---------- Available data

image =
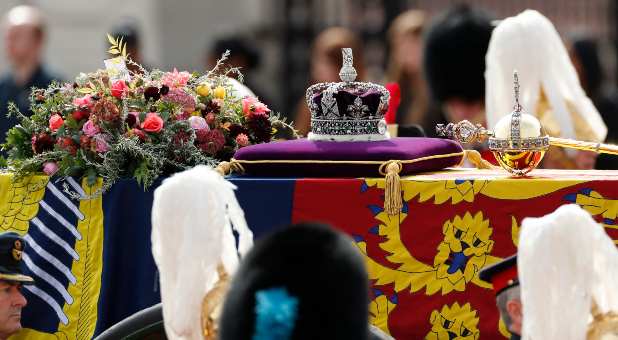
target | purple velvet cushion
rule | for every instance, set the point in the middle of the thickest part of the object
(402, 149)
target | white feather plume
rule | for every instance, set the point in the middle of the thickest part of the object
(193, 214)
(565, 261)
(530, 44)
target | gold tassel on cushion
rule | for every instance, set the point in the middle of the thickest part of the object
(392, 188)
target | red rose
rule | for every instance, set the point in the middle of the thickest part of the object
(67, 144)
(42, 142)
(152, 123)
(55, 122)
(119, 88)
(84, 142)
(140, 134)
(80, 114)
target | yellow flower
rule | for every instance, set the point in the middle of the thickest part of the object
(203, 89)
(219, 92)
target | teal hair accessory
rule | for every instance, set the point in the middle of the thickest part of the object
(276, 312)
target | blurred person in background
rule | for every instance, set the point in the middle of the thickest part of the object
(128, 30)
(326, 60)
(454, 62)
(24, 38)
(404, 68)
(584, 53)
(242, 55)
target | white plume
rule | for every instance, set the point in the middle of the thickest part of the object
(193, 214)
(565, 261)
(530, 44)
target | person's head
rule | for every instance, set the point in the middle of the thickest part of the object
(242, 53)
(11, 304)
(405, 41)
(326, 59)
(24, 29)
(314, 271)
(11, 281)
(505, 282)
(129, 33)
(584, 53)
(454, 61)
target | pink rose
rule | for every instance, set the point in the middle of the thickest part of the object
(175, 79)
(210, 118)
(140, 134)
(260, 107)
(198, 123)
(242, 140)
(132, 119)
(50, 168)
(80, 114)
(152, 123)
(119, 88)
(253, 105)
(100, 144)
(84, 101)
(55, 122)
(90, 129)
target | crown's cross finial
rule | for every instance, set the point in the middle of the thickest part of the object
(516, 116)
(517, 106)
(347, 72)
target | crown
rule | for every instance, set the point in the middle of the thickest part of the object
(348, 110)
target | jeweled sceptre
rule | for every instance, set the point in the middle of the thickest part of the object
(518, 141)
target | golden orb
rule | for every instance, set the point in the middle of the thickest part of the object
(518, 143)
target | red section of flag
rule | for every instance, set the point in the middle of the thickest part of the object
(350, 206)
(393, 102)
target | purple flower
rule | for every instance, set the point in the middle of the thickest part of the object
(198, 123)
(50, 168)
(101, 145)
(90, 129)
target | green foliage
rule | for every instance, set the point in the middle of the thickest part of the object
(114, 145)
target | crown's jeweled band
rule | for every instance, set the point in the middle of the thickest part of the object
(356, 120)
(347, 72)
(347, 110)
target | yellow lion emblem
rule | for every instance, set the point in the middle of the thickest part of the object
(460, 256)
(464, 250)
(455, 322)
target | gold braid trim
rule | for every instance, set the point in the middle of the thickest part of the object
(235, 163)
(393, 201)
(475, 158)
(212, 304)
(603, 325)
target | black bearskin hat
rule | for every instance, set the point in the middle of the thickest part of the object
(317, 266)
(454, 54)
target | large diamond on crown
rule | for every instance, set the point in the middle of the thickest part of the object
(348, 110)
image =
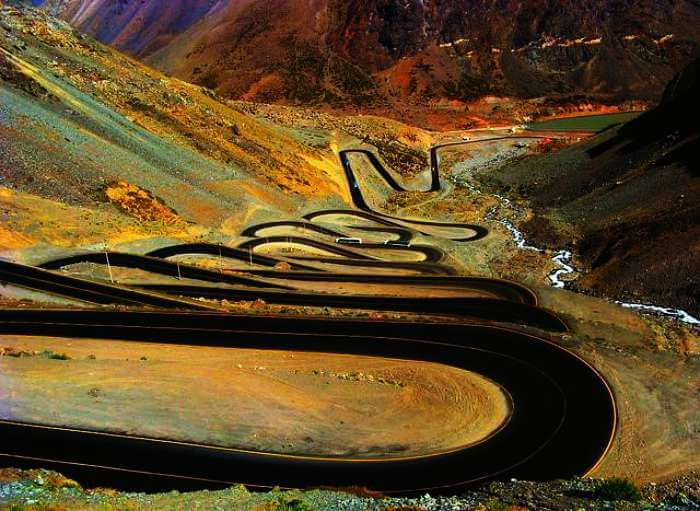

--------------------

Each entry above should be copied word for word, with the images omitted.

image =
target | purple velvet cushion
rule | for every instance, set the point in the middle of the thickest part of the object
(402, 149)
target | white feather plume
rule | for every instance, set the point in the middle of the thickest part of the object
(193, 214)
(565, 261)
(530, 44)
target | gold tassel on cushion
rule | for every instance, set the point in the middle of the thickest part of the object
(392, 188)
target | red rose
rule | for every instance, set the point in the middle of the thickest part of the object
(67, 144)
(42, 142)
(152, 123)
(55, 122)
(119, 88)
(84, 142)
(140, 134)
(80, 114)
target | yellow flower
rule | for every instance, set the point in the middle of the thickest part of the object
(203, 89)
(219, 92)
target | teal hair accessory
rule | for every instance, set the point in the middle of the thickest part of the object
(276, 312)
target | blurred person in background
rule | for every instance, set the point in the middle of the thickest part of the object
(128, 30)
(326, 60)
(454, 62)
(24, 38)
(404, 68)
(584, 53)
(242, 55)
target | white plume
rule | for every instance, set the point in the middle of the thickest part of the object
(193, 214)
(565, 261)
(530, 44)
target | person's head
rule | for every instance, set the point in the middle of the thickest part of the object
(242, 53)
(11, 304)
(405, 41)
(326, 59)
(24, 29)
(314, 271)
(11, 281)
(505, 282)
(129, 33)
(584, 53)
(454, 61)
target | pink rose
rule | for every instance, set the point in the middle of the thickest part of the object
(175, 79)
(210, 118)
(140, 134)
(260, 107)
(198, 123)
(242, 140)
(132, 119)
(50, 168)
(80, 114)
(152, 123)
(119, 88)
(253, 105)
(100, 144)
(84, 101)
(55, 122)
(90, 129)
target | crown's cross finial
rule | for every instance, set the point in the middle of the thickest part of the object
(516, 116)
(517, 106)
(347, 72)
target | crown
rule | for every instance, set the point in the middle of the thickest part of the object
(348, 110)
target | jeweled sceptre
rule | for every instance, set the point in the middle of the thickest part of the object
(518, 141)
target | golden orb
rule | for every instance, set the point in the middle of the thickest part of the object
(518, 143)
target | red section of flag
rule | for every instance, set the point in the middle of the thickest part of the object
(350, 206)
(393, 102)
target | purple flower
rule | for every instance, set the point in the middle of the thickest part of the object
(198, 123)
(50, 168)
(101, 145)
(90, 129)
target | green foliage
rule | for every instance, set the point in the middle of the thickest part of the object
(114, 145)
target | crown's jeweled band
rule | for every instance, set the point in the middle of the thickest part of the object
(356, 120)
(347, 72)
(347, 110)
target | yellow lion emblem
rule | for every instance, set the point in the middle of the thickest part of the object
(460, 256)
(464, 250)
(455, 322)
target | gold braid trim
rule | for every instance, set the point in the middle of the thickest part of the object
(235, 163)
(393, 201)
(475, 158)
(212, 304)
(603, 325)
target | black bearskin hat
rule | for every instance, set the point in the middle of the thickest part of the object
(317, 266)
(454, 54)
target | large diamond on crown
rule | for every instance, set the point in the middle of the thickest part of the object
(348, 110)
image =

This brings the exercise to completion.